REQUIRED WORK> Type every record exactly as it appears.

DATA ROWS>

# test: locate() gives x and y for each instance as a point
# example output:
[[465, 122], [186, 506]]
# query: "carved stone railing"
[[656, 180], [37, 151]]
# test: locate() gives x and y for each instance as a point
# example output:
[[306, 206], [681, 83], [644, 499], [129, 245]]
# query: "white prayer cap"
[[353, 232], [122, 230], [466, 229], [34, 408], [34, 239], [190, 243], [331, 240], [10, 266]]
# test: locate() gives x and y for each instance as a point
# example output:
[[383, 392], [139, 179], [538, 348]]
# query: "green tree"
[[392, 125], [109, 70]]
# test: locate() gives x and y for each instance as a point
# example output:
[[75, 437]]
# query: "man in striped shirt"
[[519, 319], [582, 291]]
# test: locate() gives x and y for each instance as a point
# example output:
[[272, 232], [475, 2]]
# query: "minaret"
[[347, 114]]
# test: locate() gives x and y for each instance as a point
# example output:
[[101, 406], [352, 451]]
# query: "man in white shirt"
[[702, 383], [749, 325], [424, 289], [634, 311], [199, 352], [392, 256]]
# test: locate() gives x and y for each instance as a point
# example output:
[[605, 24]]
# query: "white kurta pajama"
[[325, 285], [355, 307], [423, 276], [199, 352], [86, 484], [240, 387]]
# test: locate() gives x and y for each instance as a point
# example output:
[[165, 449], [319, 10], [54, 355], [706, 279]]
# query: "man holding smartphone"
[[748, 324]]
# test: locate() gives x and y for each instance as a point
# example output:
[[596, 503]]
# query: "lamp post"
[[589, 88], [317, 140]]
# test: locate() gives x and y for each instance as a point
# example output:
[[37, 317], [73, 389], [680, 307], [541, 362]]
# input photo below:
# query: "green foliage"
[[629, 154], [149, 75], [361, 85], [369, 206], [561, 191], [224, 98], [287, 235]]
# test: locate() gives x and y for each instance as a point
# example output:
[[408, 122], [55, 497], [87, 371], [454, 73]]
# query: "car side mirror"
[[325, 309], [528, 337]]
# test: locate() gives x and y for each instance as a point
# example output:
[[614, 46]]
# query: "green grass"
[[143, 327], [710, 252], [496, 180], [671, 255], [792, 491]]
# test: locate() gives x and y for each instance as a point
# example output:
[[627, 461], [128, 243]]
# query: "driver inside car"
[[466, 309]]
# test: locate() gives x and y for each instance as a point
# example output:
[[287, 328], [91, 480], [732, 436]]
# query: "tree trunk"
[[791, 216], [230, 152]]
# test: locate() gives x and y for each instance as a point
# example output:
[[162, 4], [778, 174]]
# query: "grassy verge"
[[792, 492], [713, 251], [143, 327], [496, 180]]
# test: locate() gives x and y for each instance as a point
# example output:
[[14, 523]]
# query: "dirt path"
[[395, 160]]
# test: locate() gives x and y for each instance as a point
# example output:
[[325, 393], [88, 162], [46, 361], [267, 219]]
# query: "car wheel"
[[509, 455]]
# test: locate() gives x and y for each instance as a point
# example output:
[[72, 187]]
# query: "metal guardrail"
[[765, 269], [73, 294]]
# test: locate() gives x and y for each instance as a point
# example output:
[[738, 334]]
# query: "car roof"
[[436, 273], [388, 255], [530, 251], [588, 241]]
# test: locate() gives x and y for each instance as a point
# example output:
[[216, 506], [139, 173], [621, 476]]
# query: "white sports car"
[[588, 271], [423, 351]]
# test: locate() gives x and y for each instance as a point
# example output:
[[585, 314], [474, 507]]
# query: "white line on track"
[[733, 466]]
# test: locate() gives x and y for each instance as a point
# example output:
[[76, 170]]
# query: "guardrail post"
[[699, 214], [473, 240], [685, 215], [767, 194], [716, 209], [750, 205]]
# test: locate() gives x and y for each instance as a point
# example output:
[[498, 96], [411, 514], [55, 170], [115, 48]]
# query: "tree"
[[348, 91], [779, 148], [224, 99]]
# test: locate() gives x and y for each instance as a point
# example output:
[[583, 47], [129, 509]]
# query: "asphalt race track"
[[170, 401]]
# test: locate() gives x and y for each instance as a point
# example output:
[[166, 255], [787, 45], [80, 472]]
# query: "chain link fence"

REPLY>
# test: locate() gives x and y for each instance as a point
# example output:
[[465, 122], [186, 506]]
# query: "carved stone railing"
[[656, 180], [37, 151]]
# test: locate() gives x and y for each instance as a point
# example output:
[[306, 206], [681, 83], [644, 499], [129, 245]]
# query: "white prayer cap"
[[353, 232], [122, 230], [466, 229], [34, 408], [34, 239], [190, 243], [331, 240], [10, 266]]
# test: locate() gives x and y for each instance as a point
# example output:
[[383, 392], [139, 179], [538, 348]]
# query: "green tree"
[[392, 125], [109, 70]]
# test: locate() gives x and y for each instance as a point
# example output:
[[75, 437]]
# query: "man in striped shirt"
[[519, 319], [582, 291]]
# test: locate() gives x and y for each instance as a point
# example output:
[[272, 232], [475, 2]]
# query: "minaret"
[[347, 114]]
# test: locate() gives x and y for each instance as a point
# example output:
[[101, 406], [352, 451]]
# query: "man in white shirt"
[[702, 383], [749, 325], [424, 289], [634, 311], [199, 352], [392, 256]]
# test: locate() gives x and y for each instance as a point
# example output:
[[605, 24]]
# query: "white kurta pajama"
[[325, 285], [355, 307], [423, 276], [199, 352], [86, 484], [240, 387]]
# test: locate() gives x and y for each instance as a point
# example output:
[[165, 449], [319, 10], [54, 355], [706, 279]]
# query: "man holding smartphone"
[[748, 324]]
# test: locate() gives x and y for each instance as a point
# example output:
[[596, 503]]
# query: "lamp post"
[[589, 88], [317, 140]]
# test: locate() gives x and y for each instance as a point
# example output:
[[37, 317], [73, 389], [680, 307], [541, 362]]
# input photo below:
# query: "green foliage"
[[629, 154], [149, 75], [361, 85], [369, 206], [561, 191], [224, 98], [287, 235]]
# test: locate() gives x and y for each instance as a point
# example output:
[[408, 122], [55, 497], [87, 371], [454, 73]]
# query: "car side mirror"
[[325, 309], [528, 337]]
# test: locate() gives x and y for each instance as a point
# example output:
[[614, 46]]
# query: "green grass"
[[143, 327], [710, 252], [496, 180], [671, 255], [792, 491]]
# test: locate() gives x and y for each instance as a point
# example output:
[[627, 461], [128, 243]]
# query: "driver inside car"
[[466, 309]]
# test: locate() gives x and y for each instance as a point
# example output:
[[287, 328], [91, 480], [732, 436]]
# query: "tree trunk"
[[791, 216], [230, 152]]
# test: locate() gives x and y for each instance as a point
# example output:
[[162, 4], [778, 174]]
# query: "grassy verge"
[[792, 492], [713, 251], [143, 327], [496, 180]]
# test: locate() gives x and y for each instance as a point
# example output:
[[14, 523]]
# query: "dirt path"
[[395, 160]]
# test: locate() gives x and y for each instance as a point
# example output:
[[325, 393], [88, 162], [46, 361], [267, 219]]
# query: "car wheel"
[[509, 455]]
# test: locate() gives x and y for each instance as a point
# example output:
[[72, 187]]
# query: "metal guardrail"
[[765, 269], [73, 294]]
# test: locate() gives x and y for each instance as a point
# example output:
[[738, 334]]
# query: "car roof"
[[436, 273], [388, 255], [530, 251], [588, 241]]
# test: locate() gives x and y for each instance as a point
# example output:
[[216, 506], [139, 173], [621, 476]]
# query: "white sports car"
[[588, 271], [423, 351]]
# test: locate() gives x and y for each instance as a point
# example output:
[[585, 314], [474, 507]]
# query: "white line on track"
[[733, 466]]
# test: locate() gives x and y for each instance as a point
# example output:
[[76, 170]]
# query: "guardrail post"
[[699, 214], [473, 240], [685, 215], [767, 194], [716, 209], [750, 205]]
# test: locate() gives x and y for each instance as a point
# example output:
[[498, 96], [411, 514], [55, 170], [115, 48]]
# query: "tree"
[[348, 91], [779, 148], [224, 99]]
# test: locate() gives x and y for each instance as a point
# example output:
[[583, 47], [129, 509]]
# query: "asphalt race track"
[[170, 401]]
# test: locate() gives x and y for each instance as a point
# example output:
[[166, 255], [787, 45], [80, 472]]
# query: "chain link fence"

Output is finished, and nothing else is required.